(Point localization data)
-------------------------

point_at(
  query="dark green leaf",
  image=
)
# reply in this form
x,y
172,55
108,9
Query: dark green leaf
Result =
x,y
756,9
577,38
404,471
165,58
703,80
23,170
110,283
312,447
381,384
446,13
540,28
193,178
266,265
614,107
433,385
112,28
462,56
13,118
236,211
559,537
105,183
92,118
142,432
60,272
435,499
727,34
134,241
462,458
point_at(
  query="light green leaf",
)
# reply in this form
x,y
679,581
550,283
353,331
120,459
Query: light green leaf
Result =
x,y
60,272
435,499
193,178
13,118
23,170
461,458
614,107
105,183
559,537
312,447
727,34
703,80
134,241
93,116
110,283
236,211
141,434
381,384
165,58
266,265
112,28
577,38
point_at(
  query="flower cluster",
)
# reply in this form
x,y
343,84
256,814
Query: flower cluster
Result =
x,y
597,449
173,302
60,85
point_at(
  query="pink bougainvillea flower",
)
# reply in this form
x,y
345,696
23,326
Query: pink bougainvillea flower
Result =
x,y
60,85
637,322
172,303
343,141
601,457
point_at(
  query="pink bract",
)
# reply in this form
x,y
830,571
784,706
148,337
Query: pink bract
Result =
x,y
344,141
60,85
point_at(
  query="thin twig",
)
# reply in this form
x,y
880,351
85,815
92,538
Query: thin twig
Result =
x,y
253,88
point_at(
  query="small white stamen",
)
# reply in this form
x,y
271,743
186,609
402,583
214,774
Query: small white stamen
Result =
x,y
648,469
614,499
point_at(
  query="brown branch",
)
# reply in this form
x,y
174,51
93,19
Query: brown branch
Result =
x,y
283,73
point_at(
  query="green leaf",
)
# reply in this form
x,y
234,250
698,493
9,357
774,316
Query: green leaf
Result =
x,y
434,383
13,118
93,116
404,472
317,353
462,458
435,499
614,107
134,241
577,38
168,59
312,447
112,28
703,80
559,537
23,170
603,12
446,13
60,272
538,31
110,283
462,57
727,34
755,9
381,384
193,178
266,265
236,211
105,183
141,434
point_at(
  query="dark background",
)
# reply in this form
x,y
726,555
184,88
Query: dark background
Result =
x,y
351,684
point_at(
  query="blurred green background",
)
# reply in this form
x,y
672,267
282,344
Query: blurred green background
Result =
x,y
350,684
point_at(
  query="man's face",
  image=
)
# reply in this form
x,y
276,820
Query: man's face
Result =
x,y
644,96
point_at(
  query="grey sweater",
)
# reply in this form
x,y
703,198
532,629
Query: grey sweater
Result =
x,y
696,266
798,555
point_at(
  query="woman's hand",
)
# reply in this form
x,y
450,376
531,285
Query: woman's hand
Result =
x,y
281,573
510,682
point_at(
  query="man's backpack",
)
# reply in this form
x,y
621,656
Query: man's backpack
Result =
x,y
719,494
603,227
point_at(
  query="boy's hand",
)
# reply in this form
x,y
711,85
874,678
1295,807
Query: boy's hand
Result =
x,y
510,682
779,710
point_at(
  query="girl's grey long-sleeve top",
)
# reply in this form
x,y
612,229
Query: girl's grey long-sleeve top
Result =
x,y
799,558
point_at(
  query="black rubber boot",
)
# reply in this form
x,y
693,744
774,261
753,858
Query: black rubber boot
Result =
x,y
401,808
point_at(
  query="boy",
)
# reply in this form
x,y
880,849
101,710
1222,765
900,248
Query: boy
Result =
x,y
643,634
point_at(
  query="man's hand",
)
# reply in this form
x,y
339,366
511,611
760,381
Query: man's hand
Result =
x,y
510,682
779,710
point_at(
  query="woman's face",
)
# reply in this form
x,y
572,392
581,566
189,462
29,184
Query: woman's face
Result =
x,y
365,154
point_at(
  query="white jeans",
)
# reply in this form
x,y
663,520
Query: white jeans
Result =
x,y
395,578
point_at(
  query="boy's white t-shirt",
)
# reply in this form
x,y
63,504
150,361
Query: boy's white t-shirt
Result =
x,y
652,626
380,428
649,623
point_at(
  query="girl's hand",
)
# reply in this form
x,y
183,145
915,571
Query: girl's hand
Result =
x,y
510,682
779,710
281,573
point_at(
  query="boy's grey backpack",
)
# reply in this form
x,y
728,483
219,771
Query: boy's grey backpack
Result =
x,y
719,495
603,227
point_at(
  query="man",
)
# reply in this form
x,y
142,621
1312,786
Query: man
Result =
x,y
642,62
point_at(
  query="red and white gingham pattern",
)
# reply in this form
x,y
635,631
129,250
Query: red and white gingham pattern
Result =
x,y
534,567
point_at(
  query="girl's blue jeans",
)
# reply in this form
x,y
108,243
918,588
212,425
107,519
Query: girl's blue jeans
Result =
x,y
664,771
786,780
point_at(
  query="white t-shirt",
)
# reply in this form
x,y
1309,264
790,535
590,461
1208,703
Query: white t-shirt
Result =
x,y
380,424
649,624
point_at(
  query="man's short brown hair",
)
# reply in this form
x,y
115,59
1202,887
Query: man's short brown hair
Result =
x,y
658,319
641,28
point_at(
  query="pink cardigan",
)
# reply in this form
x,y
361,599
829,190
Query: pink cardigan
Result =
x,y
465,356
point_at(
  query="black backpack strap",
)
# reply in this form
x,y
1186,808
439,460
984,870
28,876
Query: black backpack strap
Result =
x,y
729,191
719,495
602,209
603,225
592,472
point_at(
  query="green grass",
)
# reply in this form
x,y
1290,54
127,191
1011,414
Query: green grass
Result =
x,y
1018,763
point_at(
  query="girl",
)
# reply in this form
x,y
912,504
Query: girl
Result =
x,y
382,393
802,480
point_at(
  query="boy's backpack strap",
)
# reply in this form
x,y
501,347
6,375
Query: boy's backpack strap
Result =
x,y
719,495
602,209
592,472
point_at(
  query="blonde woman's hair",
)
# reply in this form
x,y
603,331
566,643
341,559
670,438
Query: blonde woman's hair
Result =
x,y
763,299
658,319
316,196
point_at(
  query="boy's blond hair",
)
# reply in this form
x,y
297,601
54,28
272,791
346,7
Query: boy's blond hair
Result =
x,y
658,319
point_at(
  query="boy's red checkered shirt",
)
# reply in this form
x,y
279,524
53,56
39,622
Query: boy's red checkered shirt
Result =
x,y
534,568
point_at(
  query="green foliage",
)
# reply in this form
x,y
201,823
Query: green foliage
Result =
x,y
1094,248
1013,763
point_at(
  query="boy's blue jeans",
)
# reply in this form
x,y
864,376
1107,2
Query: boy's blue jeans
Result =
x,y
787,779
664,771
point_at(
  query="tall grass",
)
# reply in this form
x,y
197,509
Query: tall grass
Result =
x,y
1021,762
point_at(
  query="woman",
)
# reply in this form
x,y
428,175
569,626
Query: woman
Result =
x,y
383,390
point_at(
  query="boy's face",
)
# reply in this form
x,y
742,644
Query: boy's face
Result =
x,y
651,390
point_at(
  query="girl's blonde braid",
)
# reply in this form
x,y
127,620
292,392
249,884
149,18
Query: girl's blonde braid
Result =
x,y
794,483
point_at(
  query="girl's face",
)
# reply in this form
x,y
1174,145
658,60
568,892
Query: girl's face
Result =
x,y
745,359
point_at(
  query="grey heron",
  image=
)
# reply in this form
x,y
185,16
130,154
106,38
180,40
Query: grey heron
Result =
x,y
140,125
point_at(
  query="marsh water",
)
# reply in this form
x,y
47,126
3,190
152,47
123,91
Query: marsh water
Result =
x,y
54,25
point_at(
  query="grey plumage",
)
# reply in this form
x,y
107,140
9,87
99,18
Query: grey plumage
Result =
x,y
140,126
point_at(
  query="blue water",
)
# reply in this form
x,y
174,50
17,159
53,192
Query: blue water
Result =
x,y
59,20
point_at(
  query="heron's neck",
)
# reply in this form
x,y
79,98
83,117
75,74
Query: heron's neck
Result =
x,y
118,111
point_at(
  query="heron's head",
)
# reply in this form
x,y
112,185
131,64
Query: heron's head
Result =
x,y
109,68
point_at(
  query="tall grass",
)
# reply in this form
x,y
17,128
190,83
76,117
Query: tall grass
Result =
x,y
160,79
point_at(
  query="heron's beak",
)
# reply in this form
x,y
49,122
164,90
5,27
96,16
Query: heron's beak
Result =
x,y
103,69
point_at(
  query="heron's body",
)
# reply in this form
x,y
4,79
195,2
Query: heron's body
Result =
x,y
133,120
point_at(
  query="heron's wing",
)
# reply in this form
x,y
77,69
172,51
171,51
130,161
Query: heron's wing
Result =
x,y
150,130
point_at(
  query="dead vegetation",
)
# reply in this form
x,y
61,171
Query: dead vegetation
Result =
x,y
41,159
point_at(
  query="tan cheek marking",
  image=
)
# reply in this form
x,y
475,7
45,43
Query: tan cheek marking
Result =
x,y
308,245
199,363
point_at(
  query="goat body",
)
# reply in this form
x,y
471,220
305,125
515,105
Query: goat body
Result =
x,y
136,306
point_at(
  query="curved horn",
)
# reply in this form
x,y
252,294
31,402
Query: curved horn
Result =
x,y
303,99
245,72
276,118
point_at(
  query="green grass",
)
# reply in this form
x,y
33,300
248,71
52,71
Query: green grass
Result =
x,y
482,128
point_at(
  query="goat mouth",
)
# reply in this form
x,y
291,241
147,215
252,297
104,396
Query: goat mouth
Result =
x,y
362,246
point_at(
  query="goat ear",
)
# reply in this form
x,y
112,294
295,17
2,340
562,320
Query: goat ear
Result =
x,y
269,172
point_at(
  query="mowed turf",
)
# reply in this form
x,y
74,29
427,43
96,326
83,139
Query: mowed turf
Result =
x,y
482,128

-------------------------

Find every line in the data above that holds the string "sleeve". Give the number of such lines and nothing else.

2